例えば、特開2001-346930号公報(特許文献1)に記載のナビゲータ装置は、プレーヤーの自己の打球の技量に応じた飛距離の打撃方向確認スイッチキーを選択操作することにより、個々のプレーヤーの技量に応じた最適な打撃方向を知ることができるものであった。
【0003】
特許第5848489号公報(特許文献2)に記載のゴルフナビは、ゴルフプレー中に、ピンホールまでの残り距離を出し、クラブの選択を瞬時にしてくれるものであった。
【先行技術文献】
【特許文献】
【0004】
【特許文献1】特開2001-346930号公報
【特許文献2】特許第5848489号公報
【発明の概要】
【発明が解決しようとする課題】
【0005】
ゴルフプレーヤーは、「今日は100を切る!」という目標を立てプレーを行い、その目標が達成されたら、喜びひとしおと感じるのである。
しかし特許文献1や2に記載の従来のゴルフ支援装置は、自己の技量に応じたそのコースにおける攻略法を示すことができても、「今日は100を切る!」という自己の設定した「目標スコア99」を達成するための攻略法を示すものではなかった。
【0006】
そこで、本発明は、ユーザー(プレーヤー)の個々の要望する「目標スコア」に応じて、最適な解を導出して提示する支援装置を提供することを目的とする。
また、導出した最適な解を補正して提示する支援装置を提供することを目的とする。
【課題を解決するための手段】
【0007】
前記目的達成のため、本発明は、次の手段を講じた。
──────
作業内容:
ゴルフ支援装置の文章のうち、「例えば、特開2001-346」から「時にしてくれるものであった。」までを、両端の語句も含めて一字も変えずに書き写すこと。

データ部分:
──────
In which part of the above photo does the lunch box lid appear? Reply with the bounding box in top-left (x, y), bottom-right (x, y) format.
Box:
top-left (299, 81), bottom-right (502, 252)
──────
解答:
例えば、特開2001-346930号公報(特許文献1)に記載のナビゲータ装置は、プレーヤーの自己の打球の技量に応じた飛距離の打撃方向確認スイッチキーを選択操作することにより、個々のプレーヤーの技量に応じた最適な打撃方向を知ることができるものであった。
【0003】
特許第5848489号公報(特許文献2)に記載のゴルフナビは、ゴルフプレー中に、ピンホールまでの残り距離を出し、クラブの選択を瞬時にしてくれるものであった。